*** Opening Extracted text ***

They were unable to explain why they chose Salisbury of all places in England to visit, or why their hotel and known walking routes took them nowhere near the cathedral. The men were clearly uncomfortable throughout the interview and gave off numerous indicators of deception in their posture, body language, and verbal answers. It seems that Moscow didn’t really care about creating an in-depth cover story for its agents’ actions.

The disastrous RT interview of the poisoning suspects. Courtesy of CNN.com.

The Dawn of Bellingcat

A newcomer to the world’s intelligence community uncovered further information about the GRU attackers. Bellingcat is a private, nonprofit intelligence collective staffed by volunteers worldwide. It uses open-source media to verify or refute information put out by governments and other news agencies. The organization rose to fame after the 2014 shootdown of flight MH17 over Ukraine. Bellingcat investigators and analysts proved conclusively that a Russian Buk missile launcher which traveled from Russia into Ukraine shot down the aircraft. The following day it traveled back into Russia, minus one of its four missiles. Bellingcat volunteers made this determination through analyzing videos and photos uploaded by concerned Ukrainians to YouTube, Twitter, and other social media platforms.

After the March 2018 poisoning, Bellingcat set its sights once again on Russia, this time working to identify the attackers. They had carried passports in the names of Alexander Petrov and Ruslan Boshirov on their fateful journey to England. Working jointly with The Insider Russia, an independent Russian news organization, Bellingcat once again came through, providing multiple bombshell reports on the attackers by not only identifying them by name, but finding undeniable evidence of their affiliation with the GRU.

Positive ID

Bellingcat identified “Ruslan Boshirov” as Colonel Anatoliy Chepiga, a Spetznaz veteran who had previously deployed to Chechnya. “Alexander Petrov” was in fact Dr. Alexander Mishkin, a military doctor who likely held the rank of Lieutenant Colonel or Colonel at the time of the poisoning. In 2014 both men were recipients of Russia’s highest military award, the Hero of the Russian Federation. The Russian President personally gives out these awards, similar to Medals of Honor in the United States. Putin clearly sent two of his most trusted, most capable agents to carry out the poisoning.

*** Closing Extracted text ***
*** Opening Data extract ***

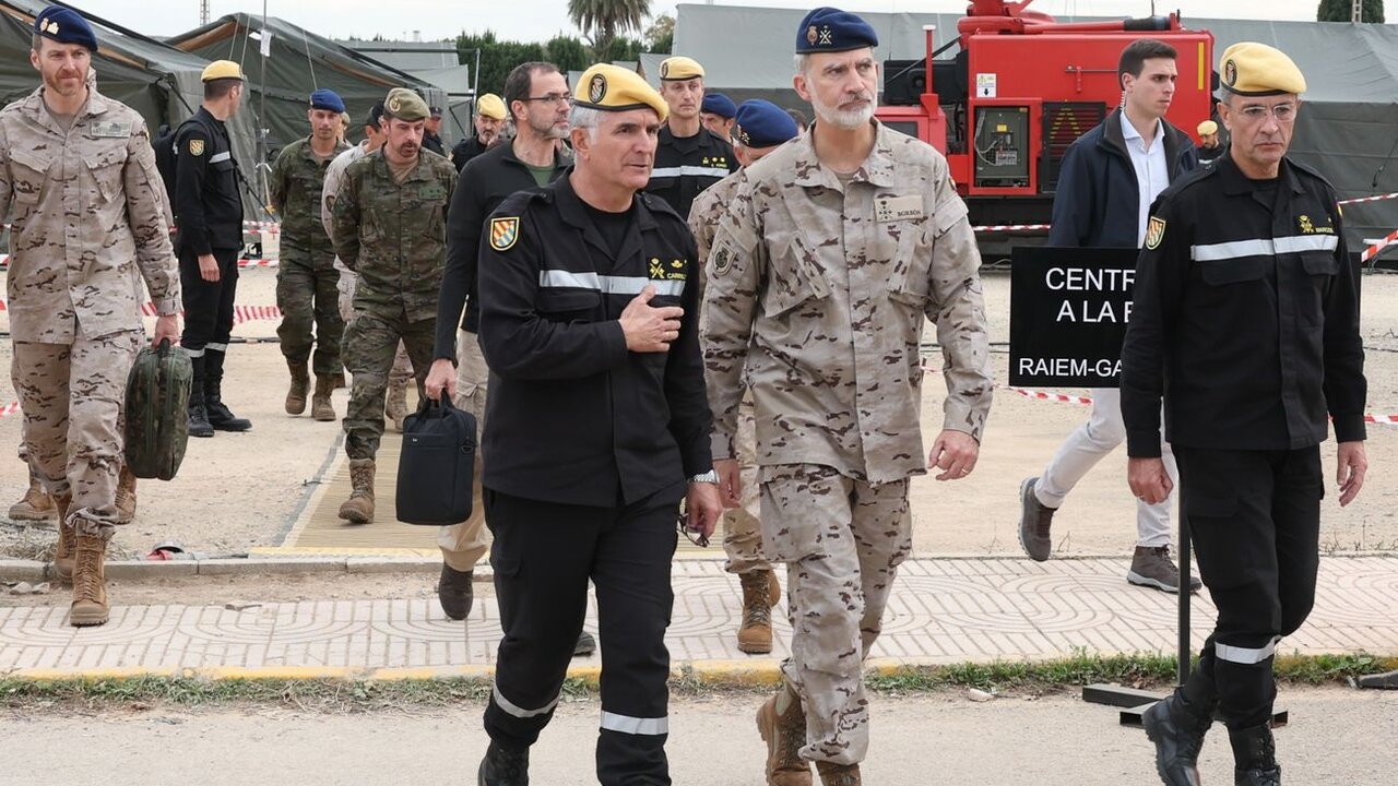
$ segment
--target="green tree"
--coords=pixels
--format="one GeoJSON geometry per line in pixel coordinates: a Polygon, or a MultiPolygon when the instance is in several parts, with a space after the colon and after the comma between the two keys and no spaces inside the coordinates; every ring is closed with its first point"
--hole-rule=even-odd
{"type": "Polygon", "coordinates": [[[544,45],[545,59],[558,66],[559,71],[582,71],[591,66],[587,59],[587,46],[572,35],[558,35],[544,45]]]}
{"type": "Polygon", "coordinates": [[[675,48],[675,18],[670,14],[660,14],[654,22],[646,28],[646,52],[670,55],[675,48]]]}
{"type": "MultiPolygon", "coordinates": [[[[1353,18],[1353,0],[1320,0],[1320,6],[1316,7],[1316,21],[1348,22],[1353,18]]],[[[1364,22],[1384,22],[1384,0],[1364,0],[1360,11],[1364,22]]]]}
{"type": "Polygon", "coordinates": [[[481,92],[505,92],[505,77],[520,63],[530,60],[547,60],[544,46],[540,43],[520,43],[517,41],[499,41],[495,31],[484,34],[466,34],[456,36],[456,52],[461,63],[475,64],[475,49],[481,50],[481,67],[477,78],[481,92]]]}
{"type": "Polygon", "coordinates": [[[598,60],[612,52],[612,42],[626,31],[640,32],[642,20],[650,15],[650,0],[568,0],[568,18],[583,31],[598,60]]]}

*** Closing Data extract ***

**Directions**
Carry on the piece about Bellingcat's identification of the Salisbury poisoning suspects, starting right after its last sentence.

**Answer space**
Unintended Consequences

There was a particularly tragic postscript to this story, three months after the attack. A Salisbury resident named Charlie Rowley found the bottle of perfume in the donations bin of a local charity shop, which the GRU assassins had placed back in its original box. He presented it to his girlfriend, a mother of three named Dawn Sturgess. Dawn immediately spritzed the perfume on both wrists, pleased with the thoughtful gift. Within 15 minutes she collapsed, as did Charlie. Dawn eventually passed away and Charlie recovered, but only barely. He survived with the guilty knowledge that his well-intentioned gift had actually been a government-designed assassination weapon in disguise.

Although this operation was in almost every way a spectacular failure for Russia, it did nothing to dissuade them from continuing with this strategy. It was likely effective in dissuading many potential Russian defectors, who now know that they will have to look over their shoulders for the rest of their lives if they betray their government.

Barely two years later, Novichok was used again in the poisoning of Alexsei Navalny, the leader of the Progress Party and a staunch critic of Putin. After Navalny collapsed on a flight after leaving the city of Tomsk, forensic examiners found the poison on a water bottle in Navalny’s hotel room from the previous night. Navalny eventually recovered after more than a month in a Berlin hospital. After nearly one hundred years of a consistent and reliable strategy, the failure to kill Skripal is barely a speed bump in the road for the Chamber.